- Stylistic origins: Pop; disco (1970s);
- Cultural origins: 1960s, Europe
- Derivative forms: K-pop;

Other topics
- List of artists;

= Europop =

European pop music genre

Europop (also spelled Euro pop) is a style of pop music characterized by polished production, simple and highly catchy melodies, repetitive choruses, and light lyrical themes. The style consolidated itself mainly in continental Europe from the mid to late 1960s, although it exerted significant influence on British and American artists, and topped the charts throughout the 1980s and 1990s, with revivals and moderate degrees of appreciation in the 2000s. The Swedish group ABBA is widely considered the leading representative of classic Europop.

==History==
During the 1970s and early 1980s, such groups were primarily popular in continental countries, with the exception of ABBA (1972–1983). The Swedish four-person band achieved great success in the UK, where they scored twenty top 10 singles and nine chart-topping albums, and in North America and Australia.

########

Requests>
1: Reproduce the entries below word for word, from the source photo line through the last point given for the orange goalkeeper shirt, but leave out the picture.
2: Carry the Europop article forward, beginning right after its closing sentence on ABBA's success in the UK, North America and Australia.

########

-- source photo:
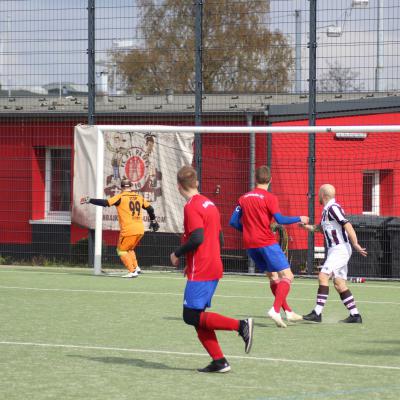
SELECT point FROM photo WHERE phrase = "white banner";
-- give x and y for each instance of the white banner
(150, 160)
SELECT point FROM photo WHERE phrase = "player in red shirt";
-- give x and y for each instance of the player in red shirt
(203, 239)
(253, 216)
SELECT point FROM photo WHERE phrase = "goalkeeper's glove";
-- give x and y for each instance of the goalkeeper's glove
(154, 225)
(85, 200)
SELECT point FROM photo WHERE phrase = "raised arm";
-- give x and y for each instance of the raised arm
(96, 202)
(284, 220)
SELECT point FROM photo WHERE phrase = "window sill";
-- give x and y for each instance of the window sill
(53, 219)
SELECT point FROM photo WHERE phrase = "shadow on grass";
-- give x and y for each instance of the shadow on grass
(134, 362)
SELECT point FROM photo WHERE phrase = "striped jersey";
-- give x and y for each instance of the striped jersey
(332, 222)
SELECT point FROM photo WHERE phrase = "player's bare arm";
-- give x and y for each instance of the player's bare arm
(353, 239)
(311, 228)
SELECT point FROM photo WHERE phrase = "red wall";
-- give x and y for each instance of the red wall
(225, 166)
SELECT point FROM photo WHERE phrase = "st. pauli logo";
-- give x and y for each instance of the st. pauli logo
(132, 155)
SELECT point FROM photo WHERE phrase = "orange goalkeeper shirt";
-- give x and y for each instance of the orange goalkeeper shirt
(129, 207)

########

Task-by-task answers>
1:
-- source photo:
SELECT point FROM photo WHERE phrase = "white banner";
-- give x and y for each instance of the white banner
(150, 160)
SELECT point FROM photo WHERE phrase = "player in red shirt";
-- give x and y for each instance of the player in red shirt
(203, 239)
(253, 216)
SELECT point FROM photo WHERE phrase = "goalkeeper's glove";
-- give x and y for each instance of the goalkeeper's glove
(154, 225)
(85, 200)
SELECT point FROM photo WHERE phrase = "raised arm";
-- give x and y for each instance of the raised arm
(96, 202)
(284, 220)
SELECT point FROM photo WHERE phrase = "window sill";
-- give x and y for each instance of the window sill
(53, 219)
SELECT point FROM photo WHERE phrase = "shadow on grass";
-- give x and y for each instance of the shadow on grass
(134, 362)
SELECT point FROM photo WHERE phrase = "striped jersey";
-- give x and y for each instance of the striped jersey
(332, 222)
SELECT point FROM photo WHERE phrase = "player's bare arm";
-- give x and y for each instance of the player's bare arm
(353, 239)
(311, 228)
SELECT point FROM photo WHERE phrase = "red wall";
-- give x and y for each instance of the red wall
(225, 166)
SELECT point FROM photo WHERE phrase = "st. pauli logo";
-- give x and y for each instance of the st. pauli logo
(132, 155)
SELECT point FROM photo WHERE phrase = "orange goalkeeper shirt";
-- give x and y for each instance of the orange goalkeeper shirt
(129, 207)

2:
In the late 1980s and early 1990s, Europop became very popular. Roxette and Ace of Base led Europop in American mainstream audiences. In the 1990s, pop groups like the Spice Girls, Aqua, Steps, Right Said Fred, Backstreet Boys and singer DJ BoBo were strongly influenced by Europop. Throughout the late 1990s and early 2000s, the Italian dance group Eiffel 65 were highly active in this genre. In the 2000s, one of the most popular representatives of Europop music was Swedish pop group Alcazar and German pop group Cascada.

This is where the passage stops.